- [WHAT THE EXERCISE ASKS]
Say how many of the lines below include the word "water". Only the number should be given.

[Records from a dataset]
----

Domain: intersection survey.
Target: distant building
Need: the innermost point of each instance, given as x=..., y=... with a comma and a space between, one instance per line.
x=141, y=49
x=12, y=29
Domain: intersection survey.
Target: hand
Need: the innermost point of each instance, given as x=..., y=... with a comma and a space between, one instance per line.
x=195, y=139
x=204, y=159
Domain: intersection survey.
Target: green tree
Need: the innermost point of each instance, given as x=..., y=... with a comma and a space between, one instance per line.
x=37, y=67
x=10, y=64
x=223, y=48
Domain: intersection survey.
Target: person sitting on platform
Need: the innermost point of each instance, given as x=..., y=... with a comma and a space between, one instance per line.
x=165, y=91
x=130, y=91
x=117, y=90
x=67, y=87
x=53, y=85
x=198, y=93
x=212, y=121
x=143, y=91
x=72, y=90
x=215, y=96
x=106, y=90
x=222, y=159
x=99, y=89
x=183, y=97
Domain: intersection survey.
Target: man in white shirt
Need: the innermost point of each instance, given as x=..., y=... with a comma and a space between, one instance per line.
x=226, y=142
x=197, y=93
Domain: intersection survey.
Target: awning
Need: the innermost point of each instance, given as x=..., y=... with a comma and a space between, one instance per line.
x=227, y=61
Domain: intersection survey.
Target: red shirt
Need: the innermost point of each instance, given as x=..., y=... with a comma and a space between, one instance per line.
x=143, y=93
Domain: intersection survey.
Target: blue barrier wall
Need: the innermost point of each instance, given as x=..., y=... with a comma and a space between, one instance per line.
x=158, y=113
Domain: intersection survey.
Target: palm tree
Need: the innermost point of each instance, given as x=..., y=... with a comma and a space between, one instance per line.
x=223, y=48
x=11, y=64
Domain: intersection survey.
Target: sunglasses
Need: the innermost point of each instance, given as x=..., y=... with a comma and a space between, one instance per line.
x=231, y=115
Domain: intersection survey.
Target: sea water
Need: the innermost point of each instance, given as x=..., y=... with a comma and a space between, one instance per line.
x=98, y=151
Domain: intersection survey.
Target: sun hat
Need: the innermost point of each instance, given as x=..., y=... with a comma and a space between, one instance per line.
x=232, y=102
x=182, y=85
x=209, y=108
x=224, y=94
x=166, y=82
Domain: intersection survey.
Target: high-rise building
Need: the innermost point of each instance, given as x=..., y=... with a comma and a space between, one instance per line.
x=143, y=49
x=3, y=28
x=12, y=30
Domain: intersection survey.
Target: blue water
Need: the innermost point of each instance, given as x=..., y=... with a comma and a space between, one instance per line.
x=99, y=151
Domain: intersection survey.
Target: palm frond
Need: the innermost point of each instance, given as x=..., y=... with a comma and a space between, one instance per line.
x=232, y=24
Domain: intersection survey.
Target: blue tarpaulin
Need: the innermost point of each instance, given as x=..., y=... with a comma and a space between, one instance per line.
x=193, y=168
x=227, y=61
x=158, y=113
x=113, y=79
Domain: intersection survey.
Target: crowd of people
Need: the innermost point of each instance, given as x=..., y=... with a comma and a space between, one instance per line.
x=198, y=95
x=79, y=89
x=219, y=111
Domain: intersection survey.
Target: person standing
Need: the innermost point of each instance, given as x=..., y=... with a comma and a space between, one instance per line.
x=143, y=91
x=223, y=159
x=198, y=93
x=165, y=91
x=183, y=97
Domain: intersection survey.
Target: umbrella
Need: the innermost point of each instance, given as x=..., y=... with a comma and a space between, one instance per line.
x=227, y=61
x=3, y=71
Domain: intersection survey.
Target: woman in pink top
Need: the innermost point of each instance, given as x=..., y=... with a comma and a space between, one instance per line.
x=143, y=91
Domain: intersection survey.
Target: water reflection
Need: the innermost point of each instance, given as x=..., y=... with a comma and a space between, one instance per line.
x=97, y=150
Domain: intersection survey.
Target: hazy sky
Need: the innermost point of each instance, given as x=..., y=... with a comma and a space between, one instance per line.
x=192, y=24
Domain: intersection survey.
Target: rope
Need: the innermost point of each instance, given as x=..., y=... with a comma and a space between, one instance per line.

----

- [OUTPUT OF THE EXERCISE]
3